| Assigned task |
Give back exactly the lines running from the line with "Identify one point on each instance of the carved balcony" to the end of the entries, and only those lines.

| The data |
________________________________________

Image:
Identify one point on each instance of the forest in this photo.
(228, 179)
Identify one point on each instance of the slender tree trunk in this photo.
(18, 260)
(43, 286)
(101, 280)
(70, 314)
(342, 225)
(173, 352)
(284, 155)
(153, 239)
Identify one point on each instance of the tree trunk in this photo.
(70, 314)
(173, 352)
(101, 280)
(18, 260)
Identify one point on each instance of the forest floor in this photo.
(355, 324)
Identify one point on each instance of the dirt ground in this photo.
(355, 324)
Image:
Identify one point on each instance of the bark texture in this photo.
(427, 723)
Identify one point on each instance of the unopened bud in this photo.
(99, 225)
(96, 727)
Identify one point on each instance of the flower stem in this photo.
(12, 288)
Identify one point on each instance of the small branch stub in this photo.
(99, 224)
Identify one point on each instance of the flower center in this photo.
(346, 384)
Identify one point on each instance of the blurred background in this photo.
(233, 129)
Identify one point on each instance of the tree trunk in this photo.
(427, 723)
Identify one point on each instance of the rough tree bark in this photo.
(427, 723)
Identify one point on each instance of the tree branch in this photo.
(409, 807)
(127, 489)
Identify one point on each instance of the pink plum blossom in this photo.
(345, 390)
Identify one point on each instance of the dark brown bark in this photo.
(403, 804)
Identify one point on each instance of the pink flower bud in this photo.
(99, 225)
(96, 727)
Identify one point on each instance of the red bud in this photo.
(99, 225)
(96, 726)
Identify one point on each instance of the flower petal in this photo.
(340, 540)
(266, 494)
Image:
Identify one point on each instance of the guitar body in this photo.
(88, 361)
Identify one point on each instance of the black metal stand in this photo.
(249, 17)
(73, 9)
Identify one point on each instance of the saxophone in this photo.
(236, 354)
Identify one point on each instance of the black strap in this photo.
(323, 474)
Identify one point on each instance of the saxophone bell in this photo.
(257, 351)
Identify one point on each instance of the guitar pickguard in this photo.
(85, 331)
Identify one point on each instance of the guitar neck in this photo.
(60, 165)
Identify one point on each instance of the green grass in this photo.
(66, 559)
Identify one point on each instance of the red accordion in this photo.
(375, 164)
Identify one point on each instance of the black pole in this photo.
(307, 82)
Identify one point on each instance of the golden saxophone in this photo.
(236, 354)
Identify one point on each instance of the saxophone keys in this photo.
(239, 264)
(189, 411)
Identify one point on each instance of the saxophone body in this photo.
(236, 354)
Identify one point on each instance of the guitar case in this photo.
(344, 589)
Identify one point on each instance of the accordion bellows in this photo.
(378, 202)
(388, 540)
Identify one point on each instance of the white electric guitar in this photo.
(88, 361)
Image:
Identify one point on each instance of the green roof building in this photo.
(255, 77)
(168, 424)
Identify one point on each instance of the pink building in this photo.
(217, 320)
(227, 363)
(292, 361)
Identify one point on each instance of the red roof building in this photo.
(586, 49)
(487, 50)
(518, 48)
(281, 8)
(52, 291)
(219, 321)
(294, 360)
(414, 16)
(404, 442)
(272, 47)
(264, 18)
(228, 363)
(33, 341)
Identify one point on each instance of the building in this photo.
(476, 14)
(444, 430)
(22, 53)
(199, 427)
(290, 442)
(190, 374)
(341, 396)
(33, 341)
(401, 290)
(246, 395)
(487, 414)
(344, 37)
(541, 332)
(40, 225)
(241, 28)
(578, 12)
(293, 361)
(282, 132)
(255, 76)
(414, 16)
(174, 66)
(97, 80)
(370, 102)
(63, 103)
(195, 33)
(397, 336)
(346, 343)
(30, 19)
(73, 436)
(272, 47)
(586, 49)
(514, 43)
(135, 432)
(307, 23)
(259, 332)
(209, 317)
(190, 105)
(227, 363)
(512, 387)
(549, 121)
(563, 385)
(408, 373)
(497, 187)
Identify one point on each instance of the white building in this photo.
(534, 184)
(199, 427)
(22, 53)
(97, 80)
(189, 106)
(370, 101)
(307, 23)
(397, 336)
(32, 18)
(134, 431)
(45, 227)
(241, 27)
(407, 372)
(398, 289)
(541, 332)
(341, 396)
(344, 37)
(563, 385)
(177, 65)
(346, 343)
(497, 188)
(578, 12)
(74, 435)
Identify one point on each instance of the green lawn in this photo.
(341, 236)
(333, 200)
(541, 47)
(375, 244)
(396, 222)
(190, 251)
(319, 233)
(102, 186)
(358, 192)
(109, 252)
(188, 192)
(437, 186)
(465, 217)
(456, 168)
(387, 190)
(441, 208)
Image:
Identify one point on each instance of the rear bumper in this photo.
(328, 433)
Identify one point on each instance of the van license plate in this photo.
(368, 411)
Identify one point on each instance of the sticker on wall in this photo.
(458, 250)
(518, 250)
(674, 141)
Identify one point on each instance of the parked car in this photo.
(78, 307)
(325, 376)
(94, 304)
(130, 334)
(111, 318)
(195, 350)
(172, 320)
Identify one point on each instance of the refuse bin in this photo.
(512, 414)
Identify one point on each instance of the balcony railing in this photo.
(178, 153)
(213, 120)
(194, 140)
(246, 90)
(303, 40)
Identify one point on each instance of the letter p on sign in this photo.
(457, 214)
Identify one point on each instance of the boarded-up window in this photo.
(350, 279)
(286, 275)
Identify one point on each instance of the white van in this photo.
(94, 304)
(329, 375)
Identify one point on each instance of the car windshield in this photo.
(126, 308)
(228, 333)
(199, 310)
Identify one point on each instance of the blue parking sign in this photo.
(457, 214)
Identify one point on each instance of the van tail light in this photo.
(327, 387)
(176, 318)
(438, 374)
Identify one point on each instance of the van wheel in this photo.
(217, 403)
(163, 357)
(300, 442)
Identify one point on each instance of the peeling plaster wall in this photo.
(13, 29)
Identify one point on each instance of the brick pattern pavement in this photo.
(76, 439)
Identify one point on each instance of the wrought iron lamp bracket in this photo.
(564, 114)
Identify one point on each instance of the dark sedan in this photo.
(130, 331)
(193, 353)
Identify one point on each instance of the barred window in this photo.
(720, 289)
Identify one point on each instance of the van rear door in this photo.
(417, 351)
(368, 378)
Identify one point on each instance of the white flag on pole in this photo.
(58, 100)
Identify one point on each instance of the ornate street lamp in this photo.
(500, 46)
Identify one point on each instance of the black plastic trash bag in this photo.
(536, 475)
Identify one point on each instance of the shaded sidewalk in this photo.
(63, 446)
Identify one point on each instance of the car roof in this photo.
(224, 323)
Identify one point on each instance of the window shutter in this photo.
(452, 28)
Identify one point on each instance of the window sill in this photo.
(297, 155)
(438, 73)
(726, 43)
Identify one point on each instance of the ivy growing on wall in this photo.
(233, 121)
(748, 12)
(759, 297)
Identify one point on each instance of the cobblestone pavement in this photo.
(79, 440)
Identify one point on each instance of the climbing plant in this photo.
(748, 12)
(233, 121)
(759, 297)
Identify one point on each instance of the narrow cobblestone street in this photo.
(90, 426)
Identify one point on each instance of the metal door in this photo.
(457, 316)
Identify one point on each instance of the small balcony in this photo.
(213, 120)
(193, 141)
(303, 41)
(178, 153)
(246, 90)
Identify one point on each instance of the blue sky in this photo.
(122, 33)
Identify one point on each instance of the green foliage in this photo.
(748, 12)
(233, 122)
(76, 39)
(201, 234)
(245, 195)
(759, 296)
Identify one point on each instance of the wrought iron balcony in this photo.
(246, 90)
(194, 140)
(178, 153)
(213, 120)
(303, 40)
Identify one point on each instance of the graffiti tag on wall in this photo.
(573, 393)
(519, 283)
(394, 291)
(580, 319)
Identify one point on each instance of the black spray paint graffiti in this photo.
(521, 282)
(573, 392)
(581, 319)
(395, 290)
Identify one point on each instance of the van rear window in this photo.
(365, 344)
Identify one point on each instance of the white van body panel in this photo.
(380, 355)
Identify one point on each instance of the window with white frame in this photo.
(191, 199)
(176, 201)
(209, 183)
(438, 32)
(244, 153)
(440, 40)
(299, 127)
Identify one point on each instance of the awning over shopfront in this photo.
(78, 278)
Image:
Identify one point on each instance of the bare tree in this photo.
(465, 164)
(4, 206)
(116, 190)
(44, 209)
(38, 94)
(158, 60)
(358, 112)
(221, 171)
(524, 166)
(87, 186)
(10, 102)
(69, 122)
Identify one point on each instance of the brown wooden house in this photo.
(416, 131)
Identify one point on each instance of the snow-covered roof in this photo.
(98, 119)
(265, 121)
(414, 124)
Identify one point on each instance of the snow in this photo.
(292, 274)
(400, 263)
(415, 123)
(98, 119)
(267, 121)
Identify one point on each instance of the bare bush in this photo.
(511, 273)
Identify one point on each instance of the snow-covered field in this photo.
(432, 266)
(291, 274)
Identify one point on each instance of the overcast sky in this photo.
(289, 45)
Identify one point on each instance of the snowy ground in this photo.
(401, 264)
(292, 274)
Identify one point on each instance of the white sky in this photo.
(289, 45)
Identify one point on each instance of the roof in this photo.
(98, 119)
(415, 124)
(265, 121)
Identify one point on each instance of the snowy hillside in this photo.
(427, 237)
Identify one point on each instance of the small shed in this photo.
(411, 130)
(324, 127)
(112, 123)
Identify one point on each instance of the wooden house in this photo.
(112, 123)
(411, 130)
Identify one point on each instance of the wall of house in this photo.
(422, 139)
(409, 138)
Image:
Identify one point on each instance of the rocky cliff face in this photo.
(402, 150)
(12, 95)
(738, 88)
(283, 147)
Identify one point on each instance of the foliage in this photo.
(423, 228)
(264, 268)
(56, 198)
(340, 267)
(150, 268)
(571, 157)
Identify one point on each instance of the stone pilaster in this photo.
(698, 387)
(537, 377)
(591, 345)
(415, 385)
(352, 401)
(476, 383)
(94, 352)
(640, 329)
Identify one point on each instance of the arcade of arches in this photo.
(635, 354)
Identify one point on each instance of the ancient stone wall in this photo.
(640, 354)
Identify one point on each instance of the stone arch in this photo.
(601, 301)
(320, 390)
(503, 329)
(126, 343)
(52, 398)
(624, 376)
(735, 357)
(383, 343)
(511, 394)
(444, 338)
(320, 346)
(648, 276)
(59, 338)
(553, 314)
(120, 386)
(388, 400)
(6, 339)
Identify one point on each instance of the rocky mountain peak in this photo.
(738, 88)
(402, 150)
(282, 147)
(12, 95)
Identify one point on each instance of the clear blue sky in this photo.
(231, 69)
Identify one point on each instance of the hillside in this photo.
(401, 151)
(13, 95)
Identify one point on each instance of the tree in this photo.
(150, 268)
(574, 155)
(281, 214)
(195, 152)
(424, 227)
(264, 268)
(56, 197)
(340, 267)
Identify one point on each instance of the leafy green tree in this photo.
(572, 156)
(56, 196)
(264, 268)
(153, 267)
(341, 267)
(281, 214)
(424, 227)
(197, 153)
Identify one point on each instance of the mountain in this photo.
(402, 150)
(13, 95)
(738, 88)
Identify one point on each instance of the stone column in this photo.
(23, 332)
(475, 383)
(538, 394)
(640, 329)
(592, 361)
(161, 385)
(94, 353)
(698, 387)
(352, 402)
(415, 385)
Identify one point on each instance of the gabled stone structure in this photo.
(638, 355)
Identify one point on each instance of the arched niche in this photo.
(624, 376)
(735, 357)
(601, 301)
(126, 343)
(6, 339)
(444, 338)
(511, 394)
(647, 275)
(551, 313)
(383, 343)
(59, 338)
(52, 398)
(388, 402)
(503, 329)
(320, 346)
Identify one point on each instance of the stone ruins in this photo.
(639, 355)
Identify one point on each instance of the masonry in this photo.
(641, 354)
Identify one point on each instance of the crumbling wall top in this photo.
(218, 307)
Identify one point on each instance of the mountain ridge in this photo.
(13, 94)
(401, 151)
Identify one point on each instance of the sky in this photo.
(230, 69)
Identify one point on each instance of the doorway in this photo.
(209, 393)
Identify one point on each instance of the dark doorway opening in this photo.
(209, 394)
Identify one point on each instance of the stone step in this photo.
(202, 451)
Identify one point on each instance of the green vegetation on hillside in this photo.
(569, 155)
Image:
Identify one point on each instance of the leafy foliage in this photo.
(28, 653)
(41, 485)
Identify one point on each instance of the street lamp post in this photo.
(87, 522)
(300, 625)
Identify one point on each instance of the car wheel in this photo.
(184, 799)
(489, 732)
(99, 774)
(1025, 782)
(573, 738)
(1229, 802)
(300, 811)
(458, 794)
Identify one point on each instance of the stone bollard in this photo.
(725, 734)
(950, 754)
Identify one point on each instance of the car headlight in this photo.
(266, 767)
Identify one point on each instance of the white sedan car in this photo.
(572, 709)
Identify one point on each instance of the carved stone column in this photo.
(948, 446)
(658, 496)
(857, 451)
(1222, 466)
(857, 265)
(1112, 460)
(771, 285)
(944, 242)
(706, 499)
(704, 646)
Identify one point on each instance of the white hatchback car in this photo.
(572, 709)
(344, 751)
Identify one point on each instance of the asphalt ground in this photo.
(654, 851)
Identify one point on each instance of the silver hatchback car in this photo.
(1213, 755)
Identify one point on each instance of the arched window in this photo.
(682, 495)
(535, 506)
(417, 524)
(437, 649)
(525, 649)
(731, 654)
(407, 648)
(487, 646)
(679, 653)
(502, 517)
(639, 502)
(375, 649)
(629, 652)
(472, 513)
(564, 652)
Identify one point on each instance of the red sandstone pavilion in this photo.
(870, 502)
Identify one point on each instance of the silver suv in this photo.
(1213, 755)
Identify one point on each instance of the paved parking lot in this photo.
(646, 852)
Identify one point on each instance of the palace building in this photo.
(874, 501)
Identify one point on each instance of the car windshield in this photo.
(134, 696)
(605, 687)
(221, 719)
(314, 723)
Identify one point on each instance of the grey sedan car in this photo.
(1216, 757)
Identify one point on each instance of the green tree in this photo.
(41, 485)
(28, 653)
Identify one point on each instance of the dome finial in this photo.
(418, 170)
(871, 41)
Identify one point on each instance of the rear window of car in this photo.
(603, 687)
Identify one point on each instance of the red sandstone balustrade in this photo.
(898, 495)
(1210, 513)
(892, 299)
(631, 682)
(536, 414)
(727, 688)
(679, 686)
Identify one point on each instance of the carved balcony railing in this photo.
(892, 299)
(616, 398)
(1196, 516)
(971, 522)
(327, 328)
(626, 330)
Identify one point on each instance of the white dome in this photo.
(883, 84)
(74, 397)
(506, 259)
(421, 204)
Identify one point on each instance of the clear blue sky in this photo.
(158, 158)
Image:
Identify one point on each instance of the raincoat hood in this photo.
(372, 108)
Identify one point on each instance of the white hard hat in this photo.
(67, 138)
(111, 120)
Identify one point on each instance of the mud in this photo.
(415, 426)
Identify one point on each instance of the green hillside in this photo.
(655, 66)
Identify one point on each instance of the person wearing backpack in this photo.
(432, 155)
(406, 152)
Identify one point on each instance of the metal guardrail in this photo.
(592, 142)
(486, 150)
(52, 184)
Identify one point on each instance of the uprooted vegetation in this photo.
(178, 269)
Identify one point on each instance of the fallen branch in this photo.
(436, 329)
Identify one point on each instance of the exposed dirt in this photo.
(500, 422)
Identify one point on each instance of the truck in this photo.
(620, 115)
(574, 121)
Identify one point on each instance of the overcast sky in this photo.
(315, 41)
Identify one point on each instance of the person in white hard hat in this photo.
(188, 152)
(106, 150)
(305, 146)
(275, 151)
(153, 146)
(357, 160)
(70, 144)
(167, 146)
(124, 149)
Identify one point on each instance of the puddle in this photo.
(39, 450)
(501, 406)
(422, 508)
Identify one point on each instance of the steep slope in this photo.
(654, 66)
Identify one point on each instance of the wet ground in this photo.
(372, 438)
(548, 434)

________________________________________

| Result for this task |
Identify one point on each instance of the carved balcony railing in this photo.
(892, 299)
(616, 398)
(1196, 516)
(971, 522)
(327, 328)
(626, 330)
Identify one point on each instance of the white dome in this photo.
(883, 84)
(74, 397)
(506, 259)
(421, 204)
Identify one point on each instance of the clear blue sky in this photo.
(158, 158)
Image:
Identify one point on each instance of the raincoat hood in this photo.
(372, 108)
Identify one point on each instance of the white hard hat in this photo.
(67, 138)
(111, 120)
Identify one point on each instance of the mud in this photo.
(415, 426)
Identify one point on each instance of the green hillside in this photo.
(655, 66)
Identify one point on each instance of the person wearing backpack in this photo.
(432, 155)
(406, 152)
Identify one point on each instance of the metal guardrail in this photo.
(592, 142)
(486, 150)
(52, 184)
Identify one point on each instance of the uprooted vegetation in this photo.
(178, 269)
Identify one point on each instance of the fallen branch in this photo.
(436, 329)
Identify one point on each instance of the exposed dirt in this photo.
(500, 422)
Identify one point on each instance of the truck in this photo.
(620, 115)
(574, 121)
Identify one point on each instance of the overcast sky in this photo.
(315, 41)
Identify one point on each instance of the person in white hard hat in this photo.
(188, 152)
(106, 150)
(305, 146)
(275, 151)
(153, 146)
(357, 160)
(70, 144)
(167, 146)
(124, 149)
Identify one point on each instance of the puddle in this photo.
(39, 450)
(501, 406)
(422, 508)
Identify one point on each instance of the steep slope in this photo.
(654, 66)
Identify one point on each instance of the wet ground in this photo.
(372, 438)
(548, 434)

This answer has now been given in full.